TASK DIRECTIONS =>
Reproduce the closing run of lines below verbatim, from the line that contains "Your task: point to each instance of the plowed" up to and including the final line.

Saved entries:

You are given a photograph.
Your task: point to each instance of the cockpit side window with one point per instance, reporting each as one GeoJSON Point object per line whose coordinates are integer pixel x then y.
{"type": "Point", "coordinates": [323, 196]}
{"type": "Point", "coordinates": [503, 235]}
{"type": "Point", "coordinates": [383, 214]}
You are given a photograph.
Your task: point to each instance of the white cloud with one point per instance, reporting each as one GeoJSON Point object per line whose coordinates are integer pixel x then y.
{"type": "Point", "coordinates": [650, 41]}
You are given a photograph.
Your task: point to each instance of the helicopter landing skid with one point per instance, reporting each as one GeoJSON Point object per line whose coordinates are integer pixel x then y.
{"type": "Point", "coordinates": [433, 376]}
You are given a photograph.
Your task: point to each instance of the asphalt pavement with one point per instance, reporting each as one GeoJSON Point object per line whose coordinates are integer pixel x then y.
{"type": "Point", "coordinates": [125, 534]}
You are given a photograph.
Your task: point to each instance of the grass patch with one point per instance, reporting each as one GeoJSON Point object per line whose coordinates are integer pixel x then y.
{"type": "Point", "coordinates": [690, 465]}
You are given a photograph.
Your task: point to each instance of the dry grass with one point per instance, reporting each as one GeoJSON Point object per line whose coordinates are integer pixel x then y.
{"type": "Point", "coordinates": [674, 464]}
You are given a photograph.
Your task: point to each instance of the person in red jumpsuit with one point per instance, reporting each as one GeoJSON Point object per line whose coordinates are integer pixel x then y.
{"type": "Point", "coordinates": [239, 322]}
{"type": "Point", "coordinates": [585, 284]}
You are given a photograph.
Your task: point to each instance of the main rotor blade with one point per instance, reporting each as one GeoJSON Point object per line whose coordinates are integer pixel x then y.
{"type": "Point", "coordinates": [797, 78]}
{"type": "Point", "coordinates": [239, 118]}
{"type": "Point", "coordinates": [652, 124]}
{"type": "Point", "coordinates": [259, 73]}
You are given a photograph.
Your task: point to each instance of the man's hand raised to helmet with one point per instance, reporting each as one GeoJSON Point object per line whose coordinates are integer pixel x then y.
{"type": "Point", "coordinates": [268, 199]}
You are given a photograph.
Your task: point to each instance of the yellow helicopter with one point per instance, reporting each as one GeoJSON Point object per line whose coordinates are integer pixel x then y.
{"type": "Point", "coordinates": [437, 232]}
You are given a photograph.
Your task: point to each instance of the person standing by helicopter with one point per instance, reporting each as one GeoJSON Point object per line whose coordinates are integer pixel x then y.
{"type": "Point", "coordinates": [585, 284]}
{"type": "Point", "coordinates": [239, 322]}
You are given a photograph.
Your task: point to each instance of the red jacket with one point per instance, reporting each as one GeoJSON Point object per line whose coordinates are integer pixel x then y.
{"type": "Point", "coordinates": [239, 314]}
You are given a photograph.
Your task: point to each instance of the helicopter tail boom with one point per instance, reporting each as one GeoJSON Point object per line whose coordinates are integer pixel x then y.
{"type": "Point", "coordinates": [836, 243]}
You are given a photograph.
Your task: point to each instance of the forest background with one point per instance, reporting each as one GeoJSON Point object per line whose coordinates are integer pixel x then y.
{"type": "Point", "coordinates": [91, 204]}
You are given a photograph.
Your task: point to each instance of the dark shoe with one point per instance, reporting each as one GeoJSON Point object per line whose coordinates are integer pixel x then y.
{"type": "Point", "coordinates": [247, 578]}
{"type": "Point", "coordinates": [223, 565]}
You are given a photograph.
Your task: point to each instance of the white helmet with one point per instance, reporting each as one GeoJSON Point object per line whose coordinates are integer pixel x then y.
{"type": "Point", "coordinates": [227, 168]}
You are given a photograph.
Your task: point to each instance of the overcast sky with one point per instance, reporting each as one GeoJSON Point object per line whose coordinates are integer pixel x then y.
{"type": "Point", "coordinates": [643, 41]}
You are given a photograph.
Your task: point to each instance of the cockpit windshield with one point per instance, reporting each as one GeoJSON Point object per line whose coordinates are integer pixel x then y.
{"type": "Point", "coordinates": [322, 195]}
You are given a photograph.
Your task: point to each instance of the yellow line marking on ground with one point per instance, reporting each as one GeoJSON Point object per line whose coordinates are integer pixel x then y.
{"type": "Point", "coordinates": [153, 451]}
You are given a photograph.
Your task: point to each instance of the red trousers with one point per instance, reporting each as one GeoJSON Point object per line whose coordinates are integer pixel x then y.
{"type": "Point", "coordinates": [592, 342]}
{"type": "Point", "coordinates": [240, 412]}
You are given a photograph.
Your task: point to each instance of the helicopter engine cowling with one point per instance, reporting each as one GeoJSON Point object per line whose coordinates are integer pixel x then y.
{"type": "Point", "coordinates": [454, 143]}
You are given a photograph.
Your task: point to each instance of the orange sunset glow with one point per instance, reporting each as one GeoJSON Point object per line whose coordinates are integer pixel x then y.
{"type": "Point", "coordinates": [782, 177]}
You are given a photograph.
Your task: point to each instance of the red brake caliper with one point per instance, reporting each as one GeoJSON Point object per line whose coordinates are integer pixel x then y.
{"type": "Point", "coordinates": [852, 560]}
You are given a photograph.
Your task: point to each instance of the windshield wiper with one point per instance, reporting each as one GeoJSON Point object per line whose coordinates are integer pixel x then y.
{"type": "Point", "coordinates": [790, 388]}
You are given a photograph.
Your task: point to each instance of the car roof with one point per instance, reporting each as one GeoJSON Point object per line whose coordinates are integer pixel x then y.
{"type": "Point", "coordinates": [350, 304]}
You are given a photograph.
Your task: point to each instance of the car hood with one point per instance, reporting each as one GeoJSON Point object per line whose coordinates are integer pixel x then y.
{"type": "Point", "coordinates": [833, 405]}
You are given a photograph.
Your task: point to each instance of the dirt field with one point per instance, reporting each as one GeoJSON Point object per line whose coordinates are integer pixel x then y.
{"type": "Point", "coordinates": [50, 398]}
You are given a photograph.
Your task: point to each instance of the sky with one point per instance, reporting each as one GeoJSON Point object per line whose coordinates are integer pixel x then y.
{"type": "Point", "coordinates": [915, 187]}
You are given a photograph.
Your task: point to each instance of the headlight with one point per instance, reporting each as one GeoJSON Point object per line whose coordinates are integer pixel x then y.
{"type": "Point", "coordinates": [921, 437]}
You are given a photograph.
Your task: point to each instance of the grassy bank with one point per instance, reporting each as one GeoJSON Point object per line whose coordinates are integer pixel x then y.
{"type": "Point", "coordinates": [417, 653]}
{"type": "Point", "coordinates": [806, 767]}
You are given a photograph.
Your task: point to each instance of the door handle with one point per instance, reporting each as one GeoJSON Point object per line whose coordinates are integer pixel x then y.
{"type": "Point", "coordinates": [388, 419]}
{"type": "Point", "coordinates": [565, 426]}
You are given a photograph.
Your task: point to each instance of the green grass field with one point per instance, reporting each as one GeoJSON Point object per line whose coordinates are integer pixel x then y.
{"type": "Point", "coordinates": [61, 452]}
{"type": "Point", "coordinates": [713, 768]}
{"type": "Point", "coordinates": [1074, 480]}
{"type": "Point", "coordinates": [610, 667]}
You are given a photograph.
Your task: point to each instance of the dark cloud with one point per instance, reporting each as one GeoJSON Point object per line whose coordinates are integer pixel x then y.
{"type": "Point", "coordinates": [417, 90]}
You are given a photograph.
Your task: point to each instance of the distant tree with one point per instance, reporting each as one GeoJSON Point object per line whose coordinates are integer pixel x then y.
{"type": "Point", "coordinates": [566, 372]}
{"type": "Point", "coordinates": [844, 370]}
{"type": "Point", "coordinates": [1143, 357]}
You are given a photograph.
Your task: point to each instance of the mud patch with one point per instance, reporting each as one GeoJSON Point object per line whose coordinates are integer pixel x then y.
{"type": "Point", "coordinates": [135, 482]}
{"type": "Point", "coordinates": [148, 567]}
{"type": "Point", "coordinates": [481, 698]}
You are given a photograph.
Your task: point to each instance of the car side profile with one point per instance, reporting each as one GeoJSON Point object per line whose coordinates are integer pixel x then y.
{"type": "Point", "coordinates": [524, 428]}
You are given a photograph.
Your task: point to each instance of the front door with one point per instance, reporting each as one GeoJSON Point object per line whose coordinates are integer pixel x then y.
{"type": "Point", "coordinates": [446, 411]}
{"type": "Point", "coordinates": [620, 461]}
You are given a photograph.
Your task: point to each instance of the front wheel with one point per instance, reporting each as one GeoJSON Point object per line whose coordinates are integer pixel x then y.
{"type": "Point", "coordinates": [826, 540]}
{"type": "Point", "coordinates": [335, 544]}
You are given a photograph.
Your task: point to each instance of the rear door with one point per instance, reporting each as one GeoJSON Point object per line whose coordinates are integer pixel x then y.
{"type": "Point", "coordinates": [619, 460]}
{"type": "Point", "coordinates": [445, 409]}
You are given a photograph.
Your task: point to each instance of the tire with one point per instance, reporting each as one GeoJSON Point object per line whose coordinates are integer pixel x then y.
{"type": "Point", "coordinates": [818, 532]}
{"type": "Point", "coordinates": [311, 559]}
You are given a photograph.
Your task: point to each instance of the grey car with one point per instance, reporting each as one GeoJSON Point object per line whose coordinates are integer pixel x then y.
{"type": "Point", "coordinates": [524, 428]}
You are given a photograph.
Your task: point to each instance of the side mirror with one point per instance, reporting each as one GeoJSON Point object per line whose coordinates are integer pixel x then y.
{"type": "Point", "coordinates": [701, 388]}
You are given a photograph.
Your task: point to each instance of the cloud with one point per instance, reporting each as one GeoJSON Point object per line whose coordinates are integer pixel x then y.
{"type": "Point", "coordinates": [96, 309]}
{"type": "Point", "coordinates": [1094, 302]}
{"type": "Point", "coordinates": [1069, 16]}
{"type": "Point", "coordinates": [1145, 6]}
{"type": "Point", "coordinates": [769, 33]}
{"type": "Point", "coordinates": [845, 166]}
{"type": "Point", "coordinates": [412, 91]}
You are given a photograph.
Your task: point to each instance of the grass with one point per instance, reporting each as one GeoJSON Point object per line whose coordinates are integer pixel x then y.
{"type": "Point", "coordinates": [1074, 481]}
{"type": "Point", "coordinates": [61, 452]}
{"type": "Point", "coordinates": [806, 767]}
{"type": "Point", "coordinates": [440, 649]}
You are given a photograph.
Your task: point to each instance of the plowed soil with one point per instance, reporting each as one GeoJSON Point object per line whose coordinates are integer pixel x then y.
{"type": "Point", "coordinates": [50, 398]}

ANSWER BOX =>
Your task: point to each instance of the plowed soil with one point per instance, reporting each as one GeoJSON Point object per line whose coordinates are integer pixel x then y.
{"type": "Point", "coordinates": [50, 398]}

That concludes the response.